Testo da leggere:
In
quel tempo, Gesù esclamò:
«Chi
crede in me, non crede in me ma in colui che mi ha mandato; chi vede me, vede
colui che mi ha mandato. Io sono venuto nel mondo come luce, perché chiunque
crede in me non rimanga nelle tenebre.
Se
qualcuno ascolta le mie parole e non le osserva, io non lo condanno; perché non
sono venuto per condannare il mondo, ma per salvare il mondo.
Chi
mi rifiuta e non accoglie le mie parole, ha chi lo condanna: la parola che ho
detto lo condannerà nell’ultimo giorno. Perché io non ho parlato da me stesso,
ma il Padre, che mi ha mandato, mi ha ordinato lui di che cosa parlare e che
cosa devo dire. E io so che il suo comandamento è vita eterna. Le cose dunque
che io dico, le dico così come il Padre le ha dette a me».

Record forniti:
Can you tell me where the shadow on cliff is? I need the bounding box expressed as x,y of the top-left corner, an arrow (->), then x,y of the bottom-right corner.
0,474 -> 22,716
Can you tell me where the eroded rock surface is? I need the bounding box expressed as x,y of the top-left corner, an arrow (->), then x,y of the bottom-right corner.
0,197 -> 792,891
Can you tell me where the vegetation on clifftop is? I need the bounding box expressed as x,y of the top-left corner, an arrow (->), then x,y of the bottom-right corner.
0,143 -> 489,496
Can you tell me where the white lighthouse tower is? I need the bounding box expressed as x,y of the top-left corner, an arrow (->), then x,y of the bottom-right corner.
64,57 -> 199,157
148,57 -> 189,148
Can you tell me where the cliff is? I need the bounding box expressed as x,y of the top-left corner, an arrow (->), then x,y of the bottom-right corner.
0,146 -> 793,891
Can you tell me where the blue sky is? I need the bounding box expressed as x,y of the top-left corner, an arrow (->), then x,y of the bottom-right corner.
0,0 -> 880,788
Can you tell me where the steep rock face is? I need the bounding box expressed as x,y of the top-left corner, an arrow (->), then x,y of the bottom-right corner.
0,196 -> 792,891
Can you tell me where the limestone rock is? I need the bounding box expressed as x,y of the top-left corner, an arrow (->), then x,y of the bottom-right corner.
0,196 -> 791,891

Compito assegnato 1: Secondo il testo da leggere, che cosa condannerà nell'ultimo giorno chi rifiuta Gesù e non accoglie le sue parole?
Compito assegnato 2: Moltiplica per 1,55 ogni coordinata nelle risposte dei record compresi tra la riga che contiene "Can you tell me where the eroded" e la fine dei record, estremi inclusi. Arrotonda all'intero, con le metà per eccesso, e riscrivi tutte quelle righe, richieste comprese.

Risposta corretta 1: La parola che Gesù ha detto.

Risposta corretta 2:
Can you tell me where the eroded rock surface is? I need the bounding box expressed as x,y of the top-left corner, an arrow (->), then x,y of the bottom-right corner.
0,305 -> 1228,1381
Can you tell me where the vegetation on clifftop is? I need the bounding box expressed as x,y of the top-left corner, an arrow (->), then x,y of the bottom-right corner.
0,222 -> 758,769
Can you tell me where the white lighthouse tower is? I need the bounding box expressed as x,y of the top-left corner, an arrow (->), then x,y of the bottom-right corner.
99,88 -> 308,243
229,88 -> 293,229
Can you tell me where the cliff is? I need the bounding box expressed as x,y of the top-left corner, an arrow (->), then x,y of the bottom-right corner.
0,226 -> 1229,1381
Can you tell me where the blue sky is? I need the bounding box expressed as x,y of the top-left corner, an arrow (->), then x,y of the bottom-right corner.
0,0 -> 1364,1221
Can you tell me where the steep rock face is? I need the bounding box expressed as x,y of the top-left corner, an arrow (->), then x,y of the bottom-right corner.
0,304 -> 1228,1381
Can you tell me where the limestone rock is? I need the bounding box expressed as x,y of the top-left corner, an arrow (->), then x,y of the bottom-right corner.
0,304 -> 1226,1381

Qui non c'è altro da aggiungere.